#### [EXERCISE PROMPT]
Report every line of the data below that contains the string "woman", copying each such line in full. Case counts.
— Begin DATA EXCERPTS —
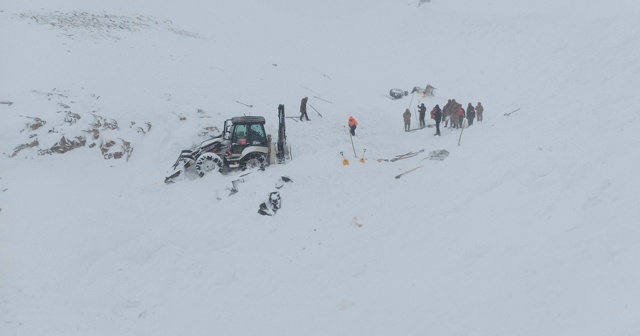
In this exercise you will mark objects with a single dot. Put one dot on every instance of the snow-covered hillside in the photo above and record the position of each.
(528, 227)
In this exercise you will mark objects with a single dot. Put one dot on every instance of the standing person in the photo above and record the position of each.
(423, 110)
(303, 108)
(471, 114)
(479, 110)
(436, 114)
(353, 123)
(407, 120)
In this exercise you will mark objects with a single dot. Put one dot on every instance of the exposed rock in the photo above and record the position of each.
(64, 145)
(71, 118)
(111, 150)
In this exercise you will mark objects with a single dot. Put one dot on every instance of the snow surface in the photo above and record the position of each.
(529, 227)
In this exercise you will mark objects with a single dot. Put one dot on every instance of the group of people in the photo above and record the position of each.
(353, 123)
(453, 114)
— End DATA EXCERPTS —
— Begin DATA EXCERPTS —
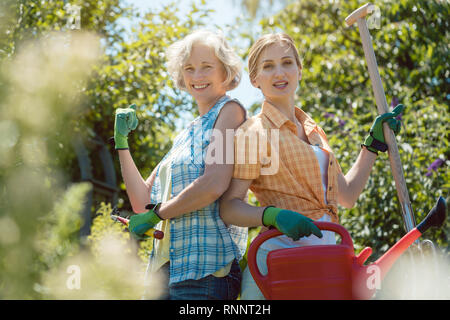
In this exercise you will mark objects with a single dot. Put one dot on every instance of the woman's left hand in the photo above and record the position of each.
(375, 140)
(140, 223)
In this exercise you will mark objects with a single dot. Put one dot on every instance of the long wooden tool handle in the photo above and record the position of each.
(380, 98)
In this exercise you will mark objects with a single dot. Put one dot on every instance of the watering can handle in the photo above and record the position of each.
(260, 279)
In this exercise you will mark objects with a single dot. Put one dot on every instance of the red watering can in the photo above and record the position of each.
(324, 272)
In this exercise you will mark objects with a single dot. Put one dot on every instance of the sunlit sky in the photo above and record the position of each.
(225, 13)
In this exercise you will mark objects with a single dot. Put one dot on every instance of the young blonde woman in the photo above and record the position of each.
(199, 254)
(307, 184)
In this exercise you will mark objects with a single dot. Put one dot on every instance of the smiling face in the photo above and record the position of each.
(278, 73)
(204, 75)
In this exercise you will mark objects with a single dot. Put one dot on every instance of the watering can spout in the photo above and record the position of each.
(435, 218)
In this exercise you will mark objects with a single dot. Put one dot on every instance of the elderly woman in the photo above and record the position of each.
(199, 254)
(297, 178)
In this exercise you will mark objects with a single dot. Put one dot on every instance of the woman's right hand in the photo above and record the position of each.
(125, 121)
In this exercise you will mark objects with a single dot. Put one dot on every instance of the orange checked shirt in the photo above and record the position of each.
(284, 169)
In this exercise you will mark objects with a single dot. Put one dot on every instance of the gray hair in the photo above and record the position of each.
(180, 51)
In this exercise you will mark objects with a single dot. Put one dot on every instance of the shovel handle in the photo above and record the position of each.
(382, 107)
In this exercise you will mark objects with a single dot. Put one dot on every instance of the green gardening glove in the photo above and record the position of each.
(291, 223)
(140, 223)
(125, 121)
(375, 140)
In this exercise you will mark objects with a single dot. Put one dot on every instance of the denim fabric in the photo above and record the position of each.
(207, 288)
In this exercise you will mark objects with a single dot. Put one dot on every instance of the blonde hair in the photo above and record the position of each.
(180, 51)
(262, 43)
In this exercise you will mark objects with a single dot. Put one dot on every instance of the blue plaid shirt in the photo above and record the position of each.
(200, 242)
— End DATA EXCERPTS —
#### [CORRECT RESPONSE]
In this exercise you will mark objects with a single dot. Put one dot on every instance of the woman's left hand in the photo above and record the position of each.
In this exercise you will mark objects with a single dot. Put one dot on every instance of the young blonde woman in the photo above and record the position of each.
In this exercise you will mark objects with a single dot. Put one dot on every instance of the elderly woman in the photo above and record the position of each.
In this exercise you will mark objects with a single dot. Put one dot on every instance of the woman's right hand in the photo above and record the position of each.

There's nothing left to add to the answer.